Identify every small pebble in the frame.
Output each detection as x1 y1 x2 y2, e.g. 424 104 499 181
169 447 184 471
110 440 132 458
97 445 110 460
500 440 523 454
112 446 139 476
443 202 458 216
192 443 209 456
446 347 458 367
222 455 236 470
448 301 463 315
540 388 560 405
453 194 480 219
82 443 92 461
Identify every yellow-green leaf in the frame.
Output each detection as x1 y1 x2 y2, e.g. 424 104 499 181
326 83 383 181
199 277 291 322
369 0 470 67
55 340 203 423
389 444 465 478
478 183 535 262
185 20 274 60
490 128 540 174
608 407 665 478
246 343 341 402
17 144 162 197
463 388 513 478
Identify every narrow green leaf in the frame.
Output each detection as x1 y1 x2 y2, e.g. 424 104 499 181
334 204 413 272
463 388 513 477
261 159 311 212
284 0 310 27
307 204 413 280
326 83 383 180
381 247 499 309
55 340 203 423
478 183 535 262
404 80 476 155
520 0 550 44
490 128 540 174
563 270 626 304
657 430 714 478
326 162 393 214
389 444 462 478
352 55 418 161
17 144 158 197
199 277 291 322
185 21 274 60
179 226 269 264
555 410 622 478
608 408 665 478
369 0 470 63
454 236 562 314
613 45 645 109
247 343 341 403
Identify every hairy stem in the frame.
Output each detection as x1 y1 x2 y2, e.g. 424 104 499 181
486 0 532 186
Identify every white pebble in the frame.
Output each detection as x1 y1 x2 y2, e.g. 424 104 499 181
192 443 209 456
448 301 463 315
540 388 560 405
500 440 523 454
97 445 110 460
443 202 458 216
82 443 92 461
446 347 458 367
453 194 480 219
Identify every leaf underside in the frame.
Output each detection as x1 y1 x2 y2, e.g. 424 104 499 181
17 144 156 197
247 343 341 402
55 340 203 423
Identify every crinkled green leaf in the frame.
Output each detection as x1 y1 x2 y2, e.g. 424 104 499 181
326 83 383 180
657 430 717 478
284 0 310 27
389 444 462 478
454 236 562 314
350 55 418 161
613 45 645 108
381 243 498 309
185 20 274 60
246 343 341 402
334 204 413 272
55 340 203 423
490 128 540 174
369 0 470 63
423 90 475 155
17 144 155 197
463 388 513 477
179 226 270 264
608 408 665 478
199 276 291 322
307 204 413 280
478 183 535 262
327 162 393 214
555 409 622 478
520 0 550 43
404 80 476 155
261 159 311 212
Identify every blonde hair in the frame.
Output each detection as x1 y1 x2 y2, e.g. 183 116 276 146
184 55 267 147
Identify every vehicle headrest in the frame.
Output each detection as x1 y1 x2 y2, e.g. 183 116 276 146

◇ ◇ ◇

Update the records above by replacing every "Identify" with "Locate" and leaving everything else unchanged.

## Answer to the problem
Locate every small pebble in the frame.
Output each detection as x1 y1 x2 y2, e.g. 424 104 499 181
169 447 184 471
110 440 132 458
97 445 110 460
500 440 523 454
112 446 139 476
443 202 458 216
192 443 209 456
446 347 458 367
222 455 236 470
448 301 463 315
540 388 560 405
453 194 480 219
82 443 92 461
Locate every yellow-green leaf in the frame.
Output each detection as x1 y1 x2 y2, e.g. 424 104 499 181
326 83 383 181
199 277 291 322
369 0 470 67
55 340 203 423
389 444 465 478
478 183 535 262
185 20 274 60
490 128 540 174
608 407 665 478
246 343 341 402
17 144 162 197
463 388 513 478
Locate every narrow green leaf in the frame.
Output each detection as x1 y1 x2 y2, e.g. 424 104 499 181
334 204 413 272
463 388 513 477
261 159 311 212
284 0 310 27
307 204 413 280
326 83 383 180
381 247 499 309
55 340 203 423
478 183 535 262
404 80 476 155
520 0 550 44
490 128 540 174
563 270 626 304
657 430 714 478
326 162 393 214
389 444 462 478
352 55 418 161
17 144 158 197
199 277 291 322
185 21 274 60
179 226 269 264
555 410 622 478
608 408 665 478
369 0 470 63
454 236 562 314
613 45 645 109
247 343 341 403
Locate every hairy stem in the frame.
Output each detection as x1 y1 x2 y2, e.g. 424 104 499 181
486 0 532 186
Locate every white pebble in the frame.
Output each detection as x1 y1 x2 y2, e.g. 424 104 499 181
192 443 209 456
448 301 463 315
540 388 560 405
500 440 523 454
97 445 110 460
443 202 458 216
82 443 92 461
446 347 458 367
453 194 480 219
Locate every leaf underside in the frame.
Output each detection as x1 y1 x2 y2, e.g. 424 104 499 181
17 144 156 197
247 343 341 402
55 340 203 423
Locate every crinkled green leaf in the frame.
Output each detection as x1 y1 x2 y2, e.g. 424 104 499 181
326 83 383 180
657 430 717 478
284 0 310 27
389 444 462 478
454 236 562 314
350 55 418 161
613 45 645 108
381 243 498 309
185 20 274 60
246 343 341 402
334 204 413 272
55 340 203 423
490 128 540 174
369 0 470 63
423 90 475 155
17 144 155 197
463 388 513 477
179 226 270 264
608 408 665 478
199 276 291 322
307 204 413 280
478 183 535 262
327 162 393 214
555 409 622 478
520 0 550 43
404 80 476 155
261 159 311 212
Locate every blonde hair in the frame.
Output each detection as x1 y1 x2 y2, e.g. 183 116 276 146
184 55 267 147
Locate every vehicle headrest in the frame.
Output each detection as x1 y1 x2 y2, e.g. 183 116 276 146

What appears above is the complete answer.